### [DATA FOR THIS TASK]
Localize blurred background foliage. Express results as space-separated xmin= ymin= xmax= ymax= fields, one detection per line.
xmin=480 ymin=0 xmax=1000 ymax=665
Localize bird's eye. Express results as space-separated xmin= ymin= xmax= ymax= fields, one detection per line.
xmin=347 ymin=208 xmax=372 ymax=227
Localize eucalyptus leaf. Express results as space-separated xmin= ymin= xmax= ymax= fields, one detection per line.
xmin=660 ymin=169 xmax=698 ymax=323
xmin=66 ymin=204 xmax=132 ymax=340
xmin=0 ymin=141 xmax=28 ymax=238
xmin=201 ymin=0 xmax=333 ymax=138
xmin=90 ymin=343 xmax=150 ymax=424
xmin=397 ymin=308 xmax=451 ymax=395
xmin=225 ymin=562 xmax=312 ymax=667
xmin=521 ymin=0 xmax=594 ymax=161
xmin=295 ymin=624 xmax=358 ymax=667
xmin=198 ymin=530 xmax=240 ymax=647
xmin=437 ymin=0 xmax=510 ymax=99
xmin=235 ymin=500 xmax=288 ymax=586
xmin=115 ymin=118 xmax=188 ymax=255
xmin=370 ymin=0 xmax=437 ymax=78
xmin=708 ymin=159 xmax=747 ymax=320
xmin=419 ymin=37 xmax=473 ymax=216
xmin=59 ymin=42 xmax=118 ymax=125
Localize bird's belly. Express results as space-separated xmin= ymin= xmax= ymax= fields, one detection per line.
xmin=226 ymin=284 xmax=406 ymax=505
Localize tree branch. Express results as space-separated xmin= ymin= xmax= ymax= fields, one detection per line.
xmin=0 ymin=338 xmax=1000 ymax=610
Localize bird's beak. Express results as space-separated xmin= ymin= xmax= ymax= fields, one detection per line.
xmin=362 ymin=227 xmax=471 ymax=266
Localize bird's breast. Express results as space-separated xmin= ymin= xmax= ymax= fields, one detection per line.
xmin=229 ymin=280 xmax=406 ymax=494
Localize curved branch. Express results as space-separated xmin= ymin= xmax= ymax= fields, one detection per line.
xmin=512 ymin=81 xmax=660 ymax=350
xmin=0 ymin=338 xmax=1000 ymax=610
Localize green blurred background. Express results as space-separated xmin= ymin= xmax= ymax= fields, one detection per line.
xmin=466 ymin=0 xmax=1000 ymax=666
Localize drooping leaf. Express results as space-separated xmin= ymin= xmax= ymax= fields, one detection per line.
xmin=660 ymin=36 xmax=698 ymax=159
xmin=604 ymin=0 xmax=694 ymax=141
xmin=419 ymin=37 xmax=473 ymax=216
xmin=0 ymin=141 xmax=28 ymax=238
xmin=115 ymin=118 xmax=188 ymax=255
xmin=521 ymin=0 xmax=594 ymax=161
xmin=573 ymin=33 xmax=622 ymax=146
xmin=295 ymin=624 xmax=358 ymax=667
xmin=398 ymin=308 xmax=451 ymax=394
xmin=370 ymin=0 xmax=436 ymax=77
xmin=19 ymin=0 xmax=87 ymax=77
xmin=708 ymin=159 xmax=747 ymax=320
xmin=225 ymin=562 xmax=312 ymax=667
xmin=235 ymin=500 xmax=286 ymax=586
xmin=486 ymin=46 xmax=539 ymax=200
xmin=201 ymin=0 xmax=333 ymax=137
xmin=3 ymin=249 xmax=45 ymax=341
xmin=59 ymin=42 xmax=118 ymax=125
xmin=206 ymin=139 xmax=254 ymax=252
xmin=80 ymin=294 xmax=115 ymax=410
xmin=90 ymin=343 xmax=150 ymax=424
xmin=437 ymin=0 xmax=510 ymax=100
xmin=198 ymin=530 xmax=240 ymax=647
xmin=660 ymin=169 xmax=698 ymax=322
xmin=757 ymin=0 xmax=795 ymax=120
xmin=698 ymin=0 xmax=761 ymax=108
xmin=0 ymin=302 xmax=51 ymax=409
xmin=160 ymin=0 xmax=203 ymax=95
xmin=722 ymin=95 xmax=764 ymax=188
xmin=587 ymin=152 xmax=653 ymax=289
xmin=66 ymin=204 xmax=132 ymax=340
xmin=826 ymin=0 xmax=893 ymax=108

### [YOUR OBJECTIVE]
Show each line of the records above that contains the word "space".

### [ANSWER IN FULL]
Localize blurred background foliage. Express results as space-separated xmin= ymin= xmax= ymax= fields, one detection per line.
Localize bird's eye. Express results as space-separated xmin= ymin= xmax= ymax= fields, one detection per line.
Localize eucalyptus leaf. Express results as space-separated xmin= ymin= xmax= ymax= fields, one detection per line.
Localize bird's belly. Express results as space-separated xmin= ymin= xmax= ymax= fields, one detection per line.
Localize tree branch. Express results as space-separated xmin= ymin= xmax= ymax= fields, one detection per line.
Localize bird's beak. Express results as space-separated xmin= ymin= xmax= ymax= fields, one detection per line.
Localize bird's breast. Express results as space-separated xmin= ymin= xmax= ymax= fields, one detection per line.
Localize curved branch. Express results as space-separated xmin= ymin= xmax= ymax= fields, one detection per line.
Localize green blurred background. Express results as space-separated xmin= ymin= xmax= ymax= fields, one detection per line.
Localize drooping leaf. Express results as space-separated xmin= ymin= xmax= ymax= fields, one detection per line.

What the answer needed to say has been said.